(Entries from a dataset for pointing)
%%
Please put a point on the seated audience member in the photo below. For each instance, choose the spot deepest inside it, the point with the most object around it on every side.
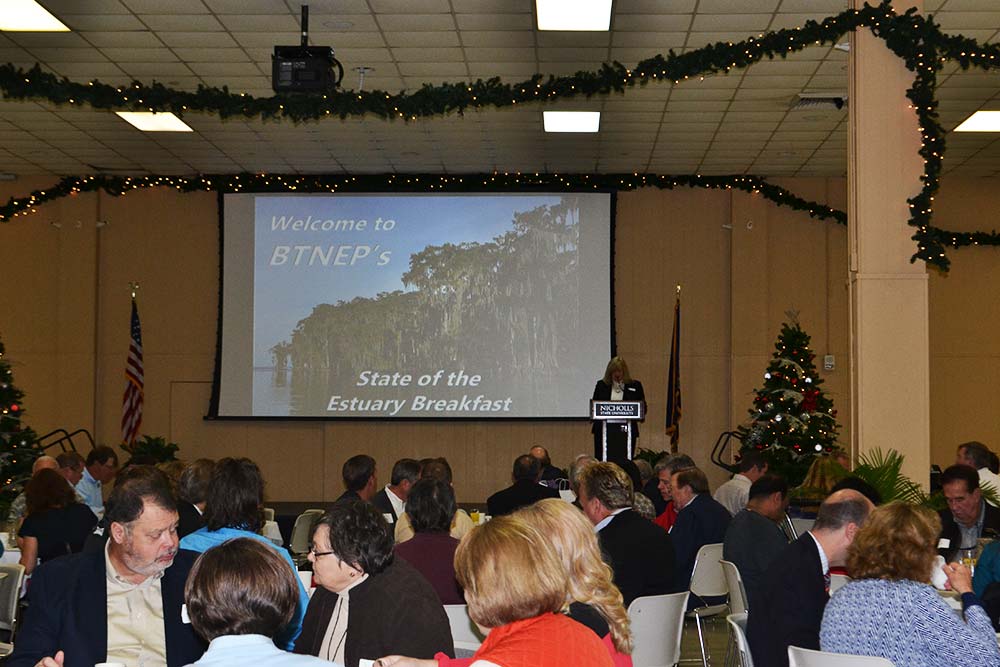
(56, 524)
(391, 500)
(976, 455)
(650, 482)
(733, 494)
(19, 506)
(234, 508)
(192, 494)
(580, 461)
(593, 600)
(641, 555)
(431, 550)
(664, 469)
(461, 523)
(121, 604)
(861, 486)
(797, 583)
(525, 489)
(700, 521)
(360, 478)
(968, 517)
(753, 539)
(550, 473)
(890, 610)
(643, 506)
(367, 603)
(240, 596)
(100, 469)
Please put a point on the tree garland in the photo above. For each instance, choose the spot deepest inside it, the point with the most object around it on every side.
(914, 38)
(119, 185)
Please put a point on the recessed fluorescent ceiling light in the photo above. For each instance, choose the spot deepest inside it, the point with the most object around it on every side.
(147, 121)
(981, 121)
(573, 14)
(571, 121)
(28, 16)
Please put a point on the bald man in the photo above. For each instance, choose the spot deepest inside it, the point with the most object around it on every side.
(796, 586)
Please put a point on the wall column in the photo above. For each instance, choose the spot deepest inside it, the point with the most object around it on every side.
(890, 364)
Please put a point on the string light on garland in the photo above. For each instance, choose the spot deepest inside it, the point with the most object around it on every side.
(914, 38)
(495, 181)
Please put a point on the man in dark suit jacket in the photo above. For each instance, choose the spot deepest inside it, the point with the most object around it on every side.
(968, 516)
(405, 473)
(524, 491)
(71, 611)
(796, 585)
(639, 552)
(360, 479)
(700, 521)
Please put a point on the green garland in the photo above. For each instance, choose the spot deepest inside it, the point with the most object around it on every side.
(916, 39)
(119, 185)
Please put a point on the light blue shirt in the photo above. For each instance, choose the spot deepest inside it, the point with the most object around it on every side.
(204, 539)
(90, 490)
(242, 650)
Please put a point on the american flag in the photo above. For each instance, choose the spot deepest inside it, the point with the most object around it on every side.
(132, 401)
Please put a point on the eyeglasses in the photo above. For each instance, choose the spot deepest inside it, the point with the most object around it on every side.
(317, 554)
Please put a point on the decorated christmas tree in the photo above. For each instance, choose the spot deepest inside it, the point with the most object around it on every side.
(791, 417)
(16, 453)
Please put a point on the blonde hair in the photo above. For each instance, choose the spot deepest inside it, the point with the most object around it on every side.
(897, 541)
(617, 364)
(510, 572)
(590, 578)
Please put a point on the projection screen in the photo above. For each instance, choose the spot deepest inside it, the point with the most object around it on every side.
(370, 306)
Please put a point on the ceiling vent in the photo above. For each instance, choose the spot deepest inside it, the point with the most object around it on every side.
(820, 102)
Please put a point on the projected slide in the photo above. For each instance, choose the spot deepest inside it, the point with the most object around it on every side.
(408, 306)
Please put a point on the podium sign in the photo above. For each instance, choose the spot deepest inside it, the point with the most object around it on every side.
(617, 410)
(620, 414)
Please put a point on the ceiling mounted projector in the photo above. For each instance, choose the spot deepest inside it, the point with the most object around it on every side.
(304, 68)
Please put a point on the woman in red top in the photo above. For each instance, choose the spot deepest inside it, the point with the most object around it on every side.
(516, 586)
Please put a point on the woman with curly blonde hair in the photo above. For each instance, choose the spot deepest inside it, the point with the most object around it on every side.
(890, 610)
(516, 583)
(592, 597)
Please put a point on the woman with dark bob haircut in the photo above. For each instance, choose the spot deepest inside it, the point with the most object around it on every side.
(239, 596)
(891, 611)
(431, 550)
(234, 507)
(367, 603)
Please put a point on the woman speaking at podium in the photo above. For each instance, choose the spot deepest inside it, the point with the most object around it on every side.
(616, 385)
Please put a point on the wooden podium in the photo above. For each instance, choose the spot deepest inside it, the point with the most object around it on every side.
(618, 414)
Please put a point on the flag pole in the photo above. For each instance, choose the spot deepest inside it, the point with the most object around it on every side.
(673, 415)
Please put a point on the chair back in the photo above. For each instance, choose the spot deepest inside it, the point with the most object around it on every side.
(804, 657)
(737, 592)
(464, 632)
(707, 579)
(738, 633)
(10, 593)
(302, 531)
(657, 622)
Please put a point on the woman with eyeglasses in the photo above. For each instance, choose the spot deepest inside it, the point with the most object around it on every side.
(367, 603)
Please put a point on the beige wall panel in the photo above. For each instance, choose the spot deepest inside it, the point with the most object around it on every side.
%%
Copy out, word for word, the stretch of the entries from the line containing "Please put a point on the chair" through the last line of the entries.

Please put a point on the chair back in the photo above. For each instance, choose the spot deepest inside it, the point with the most object around it on every side.
(804, 657)
(737, 592)
(464, 632)
(707, 579)
(738, 633)
(10, 593)
(302, 531)
(657, 622)
Please put a point on the woman with eyeglasses in the photo above. For each instance, choose the spot deepest inside it, the point with the most object around it on every side.
(367, 603)
Please put a point on the beige wall panel in the photo above. For each instance, choose the spot deepest inside it, the point with the most object around it on every side.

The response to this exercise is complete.